» **Jouw opdracht**
Som alle denkers op die het leesfragment hieronder noemt na de woorden "Aan de hand van denkers als".

» **Aangeleverde tekst**
┏━━
Leesfragment: Denken helpt

27 november 2015 , door Jan Drost
| |

Donderdag 19 maart, vanaf 17.00, wordt Denken helpt, het nieuwe boek van Jan Drost, bij Athenaeum te Amsterdam gepresenteerd. Wij publiceren uit de inleiding voor. ‘De denkers die in dit boek aan het woord komen hebben met elkaar gemeen dat zij een einde wilden maken aan de machteloosheid. [...] Ieder van hen was er op zijn eigen manier van overtuigd dat denken helpt. Dat het ertoe doet hoe je denkt. Dat het een verschil kan maken, een wereld van verschil zelfs. Aan de hand van denkers als Epicurus, de stoïcijnen, Aristoteles, Spinoza, Sartre en Foucault wil ik erachter proberen te komen of je machteloosheid kunt aanpakken, en zo ja, hoe je dat moet doen.’

Filosofie zweverig? Níet nadenken over je leven is pas zweverig! Wie zichzelf geen grote vragen stelt, leeft in het wilde weg en kan hopeloos verdwalen in leegte en machteloosheid. Om een betekenisvol en voorspoedig leven te kunnen leiden moeten we weten wat ons leven betekenis geeft en wat ons gelukkig kan maken – of, iets bescheidener, minder ongelukkig.
┗━━
» **Aangeleverde gegevens**
┏━━
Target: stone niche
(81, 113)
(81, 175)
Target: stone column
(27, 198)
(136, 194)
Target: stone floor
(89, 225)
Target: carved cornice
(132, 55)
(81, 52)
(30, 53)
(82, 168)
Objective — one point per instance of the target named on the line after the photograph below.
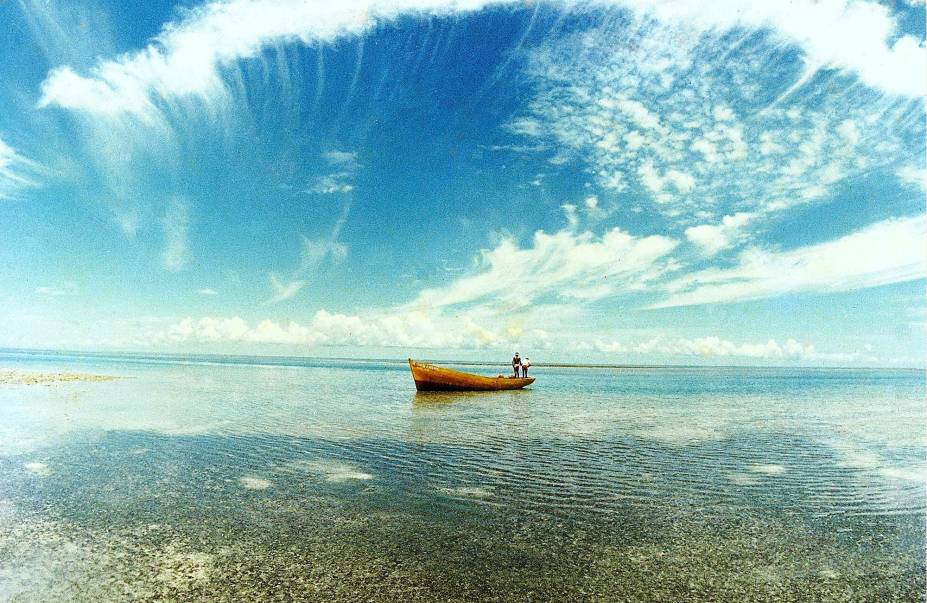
┗━━
» **Uitwerking**
Epicurus, de stoïcijnen, Aristoteles, Spinoza, Sartre en Foucault.